またその協議に参加した者が正当な権利を有する者であることを証明するために、相続人全員の戸籍謄本や印鑑証明が必要になります。

 

他に必要な物としては被相続人の戸籍謄本や登録免許税の額を算出する指標とするためにその不動産の固定資産税評価証明書も必要になります。

 

素人ではなかなか手間がかかり面倒なので司法書士などに依頼するケースも多く、その場合は数万円程度の報酬が必要になるでしょう。

 

 

 

■手続き3:相続税の申告と納税

 

相続財産に不動産を含むか含まないかに関わらず、我が国の税制では相続財産は課税の対象になります。

 

日本の税金はお金や財産価値のあるものが人や法人の間で移動した時に課税するのが基本ですが、相続では故人から相続人などに財産が移転するので、ここに目を付けられた形です。

 

相続財産に対してかけられる税目を相続税といい、この手続きのことを考えなければなりません。

 

相続人など遺産を貰う立場の方が覚えておかなければならないのは、例えば5000万円の不動産を相続で承継したからと言って、単純にこれに相当する相続税を納めるわけではないということです。

 

相続税は不動産以外の現預金や有価証券など全ての財産を合算して考えなければならないのです。

 

そしてもう一つ大事な「基礎控除」の存在は絶対に知っておきましょう。

(データセットのレコード)
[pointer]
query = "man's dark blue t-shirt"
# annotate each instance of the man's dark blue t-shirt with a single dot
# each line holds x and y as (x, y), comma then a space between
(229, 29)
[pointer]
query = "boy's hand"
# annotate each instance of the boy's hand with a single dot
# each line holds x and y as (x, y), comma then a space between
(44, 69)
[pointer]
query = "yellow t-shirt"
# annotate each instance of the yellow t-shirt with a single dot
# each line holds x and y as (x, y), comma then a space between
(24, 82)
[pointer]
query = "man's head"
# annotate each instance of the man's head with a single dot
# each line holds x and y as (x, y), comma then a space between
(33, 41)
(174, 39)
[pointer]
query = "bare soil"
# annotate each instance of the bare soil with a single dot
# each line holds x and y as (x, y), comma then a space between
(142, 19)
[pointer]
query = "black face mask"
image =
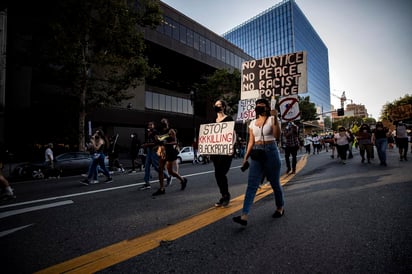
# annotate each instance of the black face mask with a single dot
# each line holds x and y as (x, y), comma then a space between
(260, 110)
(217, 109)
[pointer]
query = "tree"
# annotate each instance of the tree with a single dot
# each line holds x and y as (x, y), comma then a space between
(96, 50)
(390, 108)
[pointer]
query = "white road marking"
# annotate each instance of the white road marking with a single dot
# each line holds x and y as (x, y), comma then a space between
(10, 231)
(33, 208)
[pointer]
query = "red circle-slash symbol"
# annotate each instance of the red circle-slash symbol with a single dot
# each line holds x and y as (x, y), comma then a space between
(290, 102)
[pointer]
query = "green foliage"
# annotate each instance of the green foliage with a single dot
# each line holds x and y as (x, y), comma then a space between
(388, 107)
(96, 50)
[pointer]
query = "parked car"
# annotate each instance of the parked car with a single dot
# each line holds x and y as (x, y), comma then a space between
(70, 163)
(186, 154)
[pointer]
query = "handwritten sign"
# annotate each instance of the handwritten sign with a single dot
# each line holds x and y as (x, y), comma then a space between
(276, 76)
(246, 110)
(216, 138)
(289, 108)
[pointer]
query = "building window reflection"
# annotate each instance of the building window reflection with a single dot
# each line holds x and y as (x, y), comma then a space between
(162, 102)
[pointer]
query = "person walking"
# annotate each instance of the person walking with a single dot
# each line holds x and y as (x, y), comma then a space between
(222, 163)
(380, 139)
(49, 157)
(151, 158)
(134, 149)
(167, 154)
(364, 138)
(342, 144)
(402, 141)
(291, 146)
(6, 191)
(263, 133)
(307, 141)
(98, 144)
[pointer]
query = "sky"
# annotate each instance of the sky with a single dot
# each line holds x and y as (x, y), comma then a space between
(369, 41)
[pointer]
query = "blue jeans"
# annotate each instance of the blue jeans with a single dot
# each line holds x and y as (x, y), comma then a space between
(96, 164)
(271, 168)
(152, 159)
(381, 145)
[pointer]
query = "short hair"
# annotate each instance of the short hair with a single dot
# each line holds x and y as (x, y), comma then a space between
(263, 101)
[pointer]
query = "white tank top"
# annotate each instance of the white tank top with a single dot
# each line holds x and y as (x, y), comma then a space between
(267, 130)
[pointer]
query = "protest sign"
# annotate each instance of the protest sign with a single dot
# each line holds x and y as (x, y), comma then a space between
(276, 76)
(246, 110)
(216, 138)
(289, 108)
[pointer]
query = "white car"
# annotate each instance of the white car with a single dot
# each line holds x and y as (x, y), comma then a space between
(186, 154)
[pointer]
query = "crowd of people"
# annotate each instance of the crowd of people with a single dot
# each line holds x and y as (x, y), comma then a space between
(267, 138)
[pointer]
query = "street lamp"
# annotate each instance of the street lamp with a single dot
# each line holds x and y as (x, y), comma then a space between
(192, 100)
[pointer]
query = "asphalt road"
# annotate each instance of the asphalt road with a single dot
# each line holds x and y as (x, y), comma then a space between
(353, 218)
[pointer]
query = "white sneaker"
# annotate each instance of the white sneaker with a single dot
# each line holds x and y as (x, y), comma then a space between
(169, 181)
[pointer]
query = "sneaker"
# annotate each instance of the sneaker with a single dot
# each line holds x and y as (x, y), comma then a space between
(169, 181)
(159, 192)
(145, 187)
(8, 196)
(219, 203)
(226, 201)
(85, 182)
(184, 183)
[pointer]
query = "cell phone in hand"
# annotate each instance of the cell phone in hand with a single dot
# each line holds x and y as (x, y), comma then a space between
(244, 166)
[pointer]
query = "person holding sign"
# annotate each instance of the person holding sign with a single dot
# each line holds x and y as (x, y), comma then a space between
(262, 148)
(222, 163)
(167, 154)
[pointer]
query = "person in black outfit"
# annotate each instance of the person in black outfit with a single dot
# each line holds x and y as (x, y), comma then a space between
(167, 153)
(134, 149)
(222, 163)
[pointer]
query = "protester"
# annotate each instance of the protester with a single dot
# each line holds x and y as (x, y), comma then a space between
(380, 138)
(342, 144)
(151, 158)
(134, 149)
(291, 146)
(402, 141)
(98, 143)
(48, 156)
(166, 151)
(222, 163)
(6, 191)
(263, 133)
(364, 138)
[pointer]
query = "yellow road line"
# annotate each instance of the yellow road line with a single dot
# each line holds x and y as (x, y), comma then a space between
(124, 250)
--
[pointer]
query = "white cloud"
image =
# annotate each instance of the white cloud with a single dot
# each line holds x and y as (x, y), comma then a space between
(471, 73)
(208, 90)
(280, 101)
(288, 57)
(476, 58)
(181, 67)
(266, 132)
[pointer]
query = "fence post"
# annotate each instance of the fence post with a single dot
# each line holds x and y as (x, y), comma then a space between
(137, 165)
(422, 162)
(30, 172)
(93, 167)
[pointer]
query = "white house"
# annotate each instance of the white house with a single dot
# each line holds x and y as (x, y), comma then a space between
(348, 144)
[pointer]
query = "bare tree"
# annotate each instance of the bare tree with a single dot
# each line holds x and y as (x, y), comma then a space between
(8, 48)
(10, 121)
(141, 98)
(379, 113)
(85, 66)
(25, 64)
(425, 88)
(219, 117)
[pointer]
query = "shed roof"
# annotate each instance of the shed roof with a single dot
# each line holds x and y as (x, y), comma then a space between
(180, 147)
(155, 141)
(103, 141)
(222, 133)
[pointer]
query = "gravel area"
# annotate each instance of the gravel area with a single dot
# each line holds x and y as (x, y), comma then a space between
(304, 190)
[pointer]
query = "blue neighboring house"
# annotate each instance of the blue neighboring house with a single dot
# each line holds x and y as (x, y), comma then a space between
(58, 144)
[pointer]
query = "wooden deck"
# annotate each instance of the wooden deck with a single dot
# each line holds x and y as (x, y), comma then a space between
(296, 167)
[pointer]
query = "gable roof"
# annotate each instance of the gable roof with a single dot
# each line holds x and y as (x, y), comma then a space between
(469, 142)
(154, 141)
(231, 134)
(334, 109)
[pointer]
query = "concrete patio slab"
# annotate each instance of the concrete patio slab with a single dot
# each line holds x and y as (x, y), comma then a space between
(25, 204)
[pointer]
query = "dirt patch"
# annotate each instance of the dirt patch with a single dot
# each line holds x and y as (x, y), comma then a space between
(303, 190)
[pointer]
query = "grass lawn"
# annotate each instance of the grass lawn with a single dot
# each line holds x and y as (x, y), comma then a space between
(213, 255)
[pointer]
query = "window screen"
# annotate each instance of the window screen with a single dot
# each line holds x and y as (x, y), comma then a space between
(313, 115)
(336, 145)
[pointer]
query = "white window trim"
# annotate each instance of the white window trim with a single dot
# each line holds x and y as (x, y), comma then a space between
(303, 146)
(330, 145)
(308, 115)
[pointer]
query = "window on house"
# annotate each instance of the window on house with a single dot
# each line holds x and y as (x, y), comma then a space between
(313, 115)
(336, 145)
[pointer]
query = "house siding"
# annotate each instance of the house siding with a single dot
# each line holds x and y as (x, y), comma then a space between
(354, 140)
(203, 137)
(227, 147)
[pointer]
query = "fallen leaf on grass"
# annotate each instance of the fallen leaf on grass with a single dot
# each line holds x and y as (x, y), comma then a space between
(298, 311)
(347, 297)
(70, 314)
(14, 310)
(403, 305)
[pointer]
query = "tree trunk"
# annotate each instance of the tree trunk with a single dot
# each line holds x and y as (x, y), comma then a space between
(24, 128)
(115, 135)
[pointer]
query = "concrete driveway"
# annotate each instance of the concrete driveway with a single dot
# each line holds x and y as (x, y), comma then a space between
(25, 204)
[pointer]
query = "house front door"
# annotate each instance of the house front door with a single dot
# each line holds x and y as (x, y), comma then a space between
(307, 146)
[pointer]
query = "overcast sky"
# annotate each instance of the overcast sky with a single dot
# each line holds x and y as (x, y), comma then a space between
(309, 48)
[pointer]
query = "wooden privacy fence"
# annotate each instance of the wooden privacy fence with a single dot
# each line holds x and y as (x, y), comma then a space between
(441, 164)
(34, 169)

» 演習問題:
**A.** 本文によると、手続きを司法書士などに依頼した場合、どの程度の報酬が必要になりますか？
**B.** 本文のうち、「相続財産に不動産を含むか含ま」から「わけではないということです。」までを書き出してください。
これらの行はここでは使いません。

» 解答結果:
**A.** 数万円程度の報酬が必要になります。

**B.**
相続財産に不動産を含むか含まないかに関わらず、我が国の税制では相続財産は課税の対象になります。

 

日本の税金はお金や財産価値のあるものが人や法人の間で移動した時に課税するのが基本ですが、相続では故人から相続人などに財産が移転するので、ここに目を付けられた形です。

 

相続財産に対してかけられる税目を相続税といい、この手続きのことを考えなければなりません。

 

相続人など遺産を貰う立場の方が覚えておかなければならないのは、例えば5000万円の不動産を相続で承継したからと言って、単純にこれに相当する相続税を納めるわけではないということです。